Exercise description: Which of the lines in the records below hold the string "arch"? Copy every one of them.

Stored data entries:
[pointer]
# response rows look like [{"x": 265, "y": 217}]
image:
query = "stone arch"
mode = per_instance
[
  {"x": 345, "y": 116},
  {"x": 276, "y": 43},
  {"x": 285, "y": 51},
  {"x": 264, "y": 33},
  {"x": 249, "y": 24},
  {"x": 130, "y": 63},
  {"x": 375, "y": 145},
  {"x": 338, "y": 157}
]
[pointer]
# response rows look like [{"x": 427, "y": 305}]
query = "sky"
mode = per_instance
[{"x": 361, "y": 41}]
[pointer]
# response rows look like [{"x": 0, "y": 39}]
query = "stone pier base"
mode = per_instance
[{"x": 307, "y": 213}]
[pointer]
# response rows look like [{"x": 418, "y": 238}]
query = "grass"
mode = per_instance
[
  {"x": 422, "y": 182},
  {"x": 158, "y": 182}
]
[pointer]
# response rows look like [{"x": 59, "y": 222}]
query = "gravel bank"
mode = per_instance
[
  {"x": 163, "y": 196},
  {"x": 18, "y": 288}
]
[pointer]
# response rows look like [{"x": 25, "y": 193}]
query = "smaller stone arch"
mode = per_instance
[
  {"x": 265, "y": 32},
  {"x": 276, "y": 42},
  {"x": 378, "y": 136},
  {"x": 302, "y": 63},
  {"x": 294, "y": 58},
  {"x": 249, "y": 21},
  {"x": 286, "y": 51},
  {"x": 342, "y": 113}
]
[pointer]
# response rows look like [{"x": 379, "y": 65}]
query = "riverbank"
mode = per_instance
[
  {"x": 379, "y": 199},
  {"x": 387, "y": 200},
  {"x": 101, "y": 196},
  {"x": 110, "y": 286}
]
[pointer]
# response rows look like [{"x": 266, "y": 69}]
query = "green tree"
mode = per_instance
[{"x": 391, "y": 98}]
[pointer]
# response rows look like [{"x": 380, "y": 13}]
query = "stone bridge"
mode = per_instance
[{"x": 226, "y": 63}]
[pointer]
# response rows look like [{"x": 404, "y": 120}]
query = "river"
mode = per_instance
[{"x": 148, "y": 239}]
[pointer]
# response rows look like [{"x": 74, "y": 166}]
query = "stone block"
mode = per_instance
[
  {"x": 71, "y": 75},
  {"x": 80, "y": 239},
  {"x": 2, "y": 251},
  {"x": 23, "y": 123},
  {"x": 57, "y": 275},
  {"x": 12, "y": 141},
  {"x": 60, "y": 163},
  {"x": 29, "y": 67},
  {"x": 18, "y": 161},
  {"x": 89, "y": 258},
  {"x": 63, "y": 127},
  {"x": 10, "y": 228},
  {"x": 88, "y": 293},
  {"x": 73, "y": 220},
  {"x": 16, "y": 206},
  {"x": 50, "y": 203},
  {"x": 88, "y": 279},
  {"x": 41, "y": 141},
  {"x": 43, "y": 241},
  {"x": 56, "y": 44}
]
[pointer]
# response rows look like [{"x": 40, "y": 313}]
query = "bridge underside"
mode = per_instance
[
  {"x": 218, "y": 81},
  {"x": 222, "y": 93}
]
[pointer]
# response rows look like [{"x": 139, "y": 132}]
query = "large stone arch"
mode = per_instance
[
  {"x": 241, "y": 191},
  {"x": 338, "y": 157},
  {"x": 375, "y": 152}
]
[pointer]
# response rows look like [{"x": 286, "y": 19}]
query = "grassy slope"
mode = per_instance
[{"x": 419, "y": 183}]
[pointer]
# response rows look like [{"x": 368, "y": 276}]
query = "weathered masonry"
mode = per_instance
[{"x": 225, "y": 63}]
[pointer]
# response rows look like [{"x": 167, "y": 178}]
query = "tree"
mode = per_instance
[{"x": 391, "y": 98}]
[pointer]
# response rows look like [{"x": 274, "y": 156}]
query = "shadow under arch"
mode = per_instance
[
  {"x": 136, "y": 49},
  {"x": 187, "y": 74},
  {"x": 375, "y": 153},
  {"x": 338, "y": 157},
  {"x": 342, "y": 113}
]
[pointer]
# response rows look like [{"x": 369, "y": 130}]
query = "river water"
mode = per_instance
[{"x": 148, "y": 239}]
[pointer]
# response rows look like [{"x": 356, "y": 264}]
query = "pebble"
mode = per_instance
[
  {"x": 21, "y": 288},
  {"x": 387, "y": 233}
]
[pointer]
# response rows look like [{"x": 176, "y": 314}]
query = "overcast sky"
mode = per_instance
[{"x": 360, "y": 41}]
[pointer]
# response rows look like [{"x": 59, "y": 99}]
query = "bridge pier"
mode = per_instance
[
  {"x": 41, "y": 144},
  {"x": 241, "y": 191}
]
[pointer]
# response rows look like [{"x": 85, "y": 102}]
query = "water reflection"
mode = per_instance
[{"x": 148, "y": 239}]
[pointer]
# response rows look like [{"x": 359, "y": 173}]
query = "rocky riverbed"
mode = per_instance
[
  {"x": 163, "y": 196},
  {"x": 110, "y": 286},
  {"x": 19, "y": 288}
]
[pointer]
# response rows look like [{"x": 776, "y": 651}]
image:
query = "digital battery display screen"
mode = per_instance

Reply:
query = "stone arch"
query = "smaller stone arch"
query = "large stone arch"
query = "shadow under arch"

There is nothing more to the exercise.